◆ **Data listing**
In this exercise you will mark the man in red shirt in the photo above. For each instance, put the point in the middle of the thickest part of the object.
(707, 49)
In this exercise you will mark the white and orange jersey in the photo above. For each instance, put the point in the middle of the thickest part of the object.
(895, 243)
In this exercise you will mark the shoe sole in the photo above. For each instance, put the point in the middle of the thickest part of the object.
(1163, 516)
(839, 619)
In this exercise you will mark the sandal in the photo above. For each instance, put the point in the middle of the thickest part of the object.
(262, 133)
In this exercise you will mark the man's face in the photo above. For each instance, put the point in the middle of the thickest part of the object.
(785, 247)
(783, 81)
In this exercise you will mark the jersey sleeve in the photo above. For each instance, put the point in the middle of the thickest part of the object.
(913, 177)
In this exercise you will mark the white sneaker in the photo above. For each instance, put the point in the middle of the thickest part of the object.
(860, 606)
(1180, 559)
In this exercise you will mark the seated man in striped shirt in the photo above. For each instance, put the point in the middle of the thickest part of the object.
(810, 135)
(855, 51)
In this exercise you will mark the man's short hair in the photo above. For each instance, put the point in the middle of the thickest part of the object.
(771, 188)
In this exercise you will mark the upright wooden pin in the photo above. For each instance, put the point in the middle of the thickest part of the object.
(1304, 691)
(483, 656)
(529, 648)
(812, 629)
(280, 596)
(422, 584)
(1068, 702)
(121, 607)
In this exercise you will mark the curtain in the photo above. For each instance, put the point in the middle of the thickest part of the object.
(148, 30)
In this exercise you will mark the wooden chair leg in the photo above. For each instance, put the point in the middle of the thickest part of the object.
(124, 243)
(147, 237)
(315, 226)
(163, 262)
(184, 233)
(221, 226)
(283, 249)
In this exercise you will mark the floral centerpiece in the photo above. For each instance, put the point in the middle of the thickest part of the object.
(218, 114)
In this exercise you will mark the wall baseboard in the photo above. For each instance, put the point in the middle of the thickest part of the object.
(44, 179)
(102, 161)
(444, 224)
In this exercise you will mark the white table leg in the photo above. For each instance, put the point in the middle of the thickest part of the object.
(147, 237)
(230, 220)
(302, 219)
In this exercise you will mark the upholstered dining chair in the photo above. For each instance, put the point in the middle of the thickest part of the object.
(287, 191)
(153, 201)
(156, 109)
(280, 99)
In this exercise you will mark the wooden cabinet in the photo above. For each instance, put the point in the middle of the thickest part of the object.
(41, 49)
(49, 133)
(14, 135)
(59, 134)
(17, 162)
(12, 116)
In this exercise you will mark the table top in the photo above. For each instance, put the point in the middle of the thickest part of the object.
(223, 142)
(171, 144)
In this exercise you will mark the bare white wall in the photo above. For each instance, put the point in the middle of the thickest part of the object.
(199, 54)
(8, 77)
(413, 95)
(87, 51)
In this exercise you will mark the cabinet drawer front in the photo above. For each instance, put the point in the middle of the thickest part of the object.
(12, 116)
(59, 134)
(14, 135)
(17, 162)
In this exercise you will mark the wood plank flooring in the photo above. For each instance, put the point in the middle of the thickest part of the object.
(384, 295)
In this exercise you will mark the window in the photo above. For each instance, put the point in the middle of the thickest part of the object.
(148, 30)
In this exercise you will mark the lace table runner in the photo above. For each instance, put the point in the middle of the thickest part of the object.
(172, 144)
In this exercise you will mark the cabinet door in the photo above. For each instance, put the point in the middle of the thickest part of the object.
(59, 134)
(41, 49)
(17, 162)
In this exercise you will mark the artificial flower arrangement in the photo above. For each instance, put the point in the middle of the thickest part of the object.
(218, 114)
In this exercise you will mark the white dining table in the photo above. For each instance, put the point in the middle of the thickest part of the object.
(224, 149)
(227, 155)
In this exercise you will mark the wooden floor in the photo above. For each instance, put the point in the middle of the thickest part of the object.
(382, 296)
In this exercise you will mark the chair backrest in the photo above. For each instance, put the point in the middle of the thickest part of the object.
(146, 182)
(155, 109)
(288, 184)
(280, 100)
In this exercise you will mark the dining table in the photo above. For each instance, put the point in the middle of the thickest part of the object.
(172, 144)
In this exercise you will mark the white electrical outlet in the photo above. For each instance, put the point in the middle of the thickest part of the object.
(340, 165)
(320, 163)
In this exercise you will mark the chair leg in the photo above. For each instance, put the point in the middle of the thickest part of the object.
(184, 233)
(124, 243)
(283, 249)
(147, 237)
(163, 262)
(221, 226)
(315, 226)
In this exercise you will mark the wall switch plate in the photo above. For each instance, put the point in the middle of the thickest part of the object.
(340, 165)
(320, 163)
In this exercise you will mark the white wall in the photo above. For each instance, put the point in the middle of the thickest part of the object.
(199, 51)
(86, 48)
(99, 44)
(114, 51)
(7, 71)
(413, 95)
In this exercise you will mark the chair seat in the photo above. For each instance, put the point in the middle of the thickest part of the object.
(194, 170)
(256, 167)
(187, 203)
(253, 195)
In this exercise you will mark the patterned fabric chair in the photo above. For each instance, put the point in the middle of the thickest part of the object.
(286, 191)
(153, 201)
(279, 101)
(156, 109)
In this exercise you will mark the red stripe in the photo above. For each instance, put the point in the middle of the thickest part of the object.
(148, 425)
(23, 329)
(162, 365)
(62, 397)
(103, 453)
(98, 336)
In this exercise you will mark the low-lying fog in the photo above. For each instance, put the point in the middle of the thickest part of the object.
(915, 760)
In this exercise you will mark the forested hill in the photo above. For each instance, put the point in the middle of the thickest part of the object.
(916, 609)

◆ **What the task asks**
Copy every line of the entries above exactly as it stands, from the first through the last.

◆ **Written solution**
In this exercise you will mark the man in red shirt in the photo above. For each instance, put the point in the middle of the thickest part of the object.
(707, 49)
In this exercise you will mark the white and orange jersey in the photo above. For each instance, put the point in the middle of the thickest part of the object.
(895, 243)
In this exercise you will mark the shoe sole in the photo above. For each instance, put the point in the middle of the thickest part of the object.
(1163, 516)
(839, 619)
In this exercise you will mark the sandal in the photo above. For each instance, put the point in the middle of the thickest part of the object.
(262, 133)
In this exercise you will mark the man's face in the photo above. For each instance, put the point in the middle of the thickest part of the object.
(785, 247)
(783, 81)
In this exercise you will mark the jersey sleeve in the photo above. For each instance, put the point in the middle of the thickest part of the object.
(913, 177)
In this exercise you will mark the white sneaker in the photo above. For each instance, put the point in the middle of the thickest part of the object.
(860, 606)
(1180, 559)
In this exercise you will mark the seated man in striped shirt in the photo above. For each instance, put the point in the middle of the thickest part of the object.
(810, 135)
(855, 51)
In this exercise you will mark the man's short hair in the photo above. For each instance, put the point in the middle of the thickest part of the object.
(771, 188)
In this exercise you will mark the upright wooden pin in the photo above. For each instance, put the point in the middle of the thickest part of the object.
(1304, 691)
(483, 656)
(529, 648)
(812, 629)
(280, 596)
(422, 584)
(1068, 702)
(121, 607)
In this exercise you will mark the curtain in the photo above. For each instance, put the point in the middle of the thickest part of the object.
(148, 30)
In this exercise you will mark the wooden chair leg in the photo above. For each instance, put the point in the middle of the thickest part of the object.
(124, 243)
(147, 237)
(315, 226)
(163, 262)
(184, 233)
(221, 226)
(283, 249)
In this exercise you will mark the floral centerpiece in the photo above. For each instance, put the point in the middle of the thickest part of the object.
(218, 114)
In this exercise you will mark the wall baseboard in the photo above. For each instance, put the point in the middle of the thickest part of the object.
(44, 179)
(102, 161)
(444, 224)
In this exercise you will mark the white table leg in the photo above. For each instance, put the point in the middle of the thickest part of the object.
(147, 237)
(230, 220)
(302, 219)
In this exercise you will mark the upholstered dining chair in the photo above. For each instance, put the point in the middle of the thickest part of the object.
(287, 191)
(153, 201)
(156, 109)
(280, 99)
In this exercise you will mark the wooden cabinet in the photo above. For each instance, put the point in the middle of the thickest part of the object.
(41, 49)
(49, 133)
(14, 135)
(59, 134)
(17, 162)
(12, 116)
In this exercise you will mark the table top in the photo above. For each instance, put the point in the middle of the thickest part of the object.
(223, 142)
(171, 144)
In this exercise you will mark the bare white wall in the photo above. For each instance, put the point in the middle of the thickest part of the object.
(199, 54)
(8, 77)
(413, 95)
(87, 51)
In this exercise you will mark the cabinet drawer front in the photo above. For each instance, put the point in the middle of the thickest part of the object.
(12, 116)
(59, 134)
(14, 135)
(17, 162)
In this exercise you will mark the wood plank flooring in the photo above. For each instance, put the point in the middle of the thickest part of the object.
(384, 295)
In this exercise you will mark the window in the photo above. For each instance, put the point in the middle of the thickest part of the object.
(148, 30)
In this exercise you will mark the lace table runner in the photo above. For each instance, put the point in the middle of the thickest part of the object.
(172, 144)
In this exercise you will mark the cabinet door in the photo above. For each instance, put the point in the middle of the thickest part of the object.
(59, 134)
(41, 49)
(17, 162)
In this exercise you will mark the artificial flower arrangement in the photo above. For each instance, put the point in the middle of the thickest part of the object.
(218, 114)
In this exercise you will mark the white dining table in the photo above. For each instance, put the point in the middle of the thickest part of the object.
(224, 149)
(227, 155)
In this exercise you will mark the wooden floor in the photo above. For each instance, put the point in the middle of the thickest part of the object.
(382, 296)
In this exercise you will mark the chair backrest in the photo above. For each instance, put the point in the middle of the thickest part of the object.
(146, 182)
(155, 109)
(288, 184)
(280, 100)
In this exercise you will mark the dining table in the photo above. For each instance, put the point in the middle of the thickest part of the object.
(172, 144)
In this exercise you will mark the white electrical outlet in the photo above. For each instance, put the point in the middle of the thickest part of the object.
(340, 165)
(320, 163)
In this exercise you will mark the chair leg in the photo above. For each instance, put the point in the middle of the thickest part of the object.
(184, 233)
(124, 243)
(283, 249)
(147, 237)
(163, 262)
(221, 226)
(315, 226)
In this exercise you will mark the wall switch plate in the photo above. For each instance, put the point in the middle of the thickest part of the object.
(340, 165)
(320, 163)
In this exercise you will mark the white wall in the photo above. For each instance, put the point in the middle of the thickest part of the object.
(199, 51)
(86, 48)
(99, 44)
(114, 51)
(7, 71)
(413, 95)
In this exercise you will mark the chair seat in the photo above. For each instance, put the point in the middle of the thickest part of the object.
(194, 170)
(256, 167)
(187, 203)
(253, 195)
In this exercise you will mark the patterned fabric chair in the photo above. For each instance, put the point in the middle of the thickest part of the object.
(286, 191)
(153, 201)
(279, 101)
(156, 109)
In this exercise you will mark the red stripe in the photo above. For each instance, put the point in the middle of the thickest part of the object.
(148, 425)
(23, 329)
(162, 365)
(62, 397)
(103, 453)
(98, 336)
In this exercise you will mark the low-lying fog in the photo above. For each instance, put the point in the middle of the thickest part of the object.
(915, 760)
In this exercise you will mark the forested hill in the photo above. For each instance, put the point in the middle of the thickest part of the object.
(916, 609)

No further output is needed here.